Aufgaben:
[A] Beantworte anhand des Gesetzesantrags zum Aufenthaltsgesetz diese Fragen:
(i) An wen richtet sich das Begleitschreiben vom 16. April 2010?
(ii) Nach welcher Vorschrift soll die Vorlage den Ausschüssen zugewiesen werden?
(iii) Wann tritt das Gesetz laut Artikel 2 in Kraft?
[B] Führe die Begründung des Gesetzesantrags zum Aufenthaltsgesetz nach ihrem letzten Satz weiter.

Ausgewählter Auszug:
------------------------
Gesetzesantrag des Landes Berlin
Entwurf eines ... Gesetzes zur Änderung des Aufenthaltsgesetzes
Der Regierende Bürgermeister von Berlin Berlin, 16. April 2010
An den
Präsidenten des Bundesrates
Herrn Bürgermeister Jens Böhrnsen
Präsident des Senats der Freien Hansestadt Bremen
Sehr geehrter Herr Präsident,
der Senat des Landes Berlin hat beschlossen, den beigefügten
beim Bundesrat einzubringen.
Ich bitte Sie, die Vorlage gemäß § 36 Absatz 1 der Geschäftsordnung des Bundesrates den zuständigen Ausschüssen des Bundesrates zur Beratung zuzuweisen.
Mit freundlichen Grüßen
Klaus Wowereit
Entwurf eines ... Gesetzes zur Änderung des Aufenthaltsgesetzes
Vom ...
Der Bundestag hat das folgende Gesetz beschlossen:
- § 2 Abs. 3 Satz 2 des Aufenthaltsgesetzes in der Fassung der Bekanntmachung vom 25. Februar 2008 (BGBl. I S. 162), das zuletzt durch Artikel 4 Abs.5 des Gesetzes vom 30. Juli 2009 (BGBl. I S. 2437) geändert worden ist, wird wie folgt gefasst:
"Dabei bleiben das Kindergeld, der Kinderzuschlag und das Erziehungsgeld oder Elterngeld, die im § 11 Abs. 2 Satz 1 Nummer 6 und Satz 2 des Zweiten Buches Sozialgesetzbuch genannten Beträge sowie öffentliche Mittel außer Betracht, die auf Beitragsleistungen beruhen oder die gewährt werden, um den Aufenthalt im Bundesgebiet zu ermöglichen."
Artikel 2
Inkrafttreten
- Dieses Gesetz tritt am Tag nach der Verkündung in Kraft.
Begründung
Begehrt ein Ausländer/eine Ausländerin die Erteilung einer Aufenthaltserlaubnis, muss der Lebensunterhalt in der Regel gesichert sein.
------------------------
Bereitgestelltes Material:
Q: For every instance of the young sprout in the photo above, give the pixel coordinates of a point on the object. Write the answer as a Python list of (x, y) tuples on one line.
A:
------------------------
Ergebnisse je Aufgabe:
[A]
(i) An den Präsidenten des Bundesrates, Herrn Bürgermeister Jens Böhrnsen, Präsident des Senats der Freien Hansestadt Bremen.
(ii) Nach § 36 Absatz 1 der Geschäftsordnung des Bundesrates.
(iii) Am Tag nach der Verkündung.

[B]
§ 2 Abs. 3 AufenthG regelt, wann der Lebensunterhalt gesichert ist, nämlich dann, wenn der Ausländer/die Ausländerin seinen/ihren Lebensunterhalt einschließlich ausreichenden Krankenversicherungsschutzes ohne Inanspruchnahme öffentlicher Mittel bestreiten kann.
§ 2 Abs. 3 S. 2 AufenthG regelt wiederum, welche öffentlichen Mittel bei der Berechnung des ausreichenden Lebensunterhaltes außer Betracht bleiben, nämlich Kindergeld, der Kinderzuschlag und das Erziehungsgeld oder Elterngeld sowie öffentliche Mittel, die auf Beitragszahlungen beruhen oder die gewährt werden, um den Aufenthalt im Bundesgebiet zu ermöglichen.
Das Aufenthaltsgesetz definiert jedoch nicht, wann der Lebensunterhalt gesichert ist.
In gesetzeskonformer Auslegung der Frage, wann der Lebensunterhalt bei erwerbsfähigen Ausländern gesichert ist, hat das Bundesverwaltungsgericht mit Urteil vom 26.08.2008 - I C 32.07 - entschieden, dass bei Ermittlung des ausreichenden Lebensunterhaltes bei erwerbsfähigen Ausländern sämtliche in § 11 Abs. 2 SGB II aufgeführten Beträge abzuziehen sind. Dies gilt auch für den Freibetrag bei Erwerbstätigkeit nach § 11 Abs. 2 Satz 1 Nr. 6 i.V.m. § 30 SGB II und die Pauschale nach § 11 Abs. 2 Satz 2 SGB II.
Die Berücksichtigung der Freibeträge des § 11 Abs. 2 SGB II stellen jedoch faktisch eine vom Gesetzgeber ursprünglich nicht gewollte Schlechterstellung arbeitsfähiger Ausländer/Ausländerinnen dar.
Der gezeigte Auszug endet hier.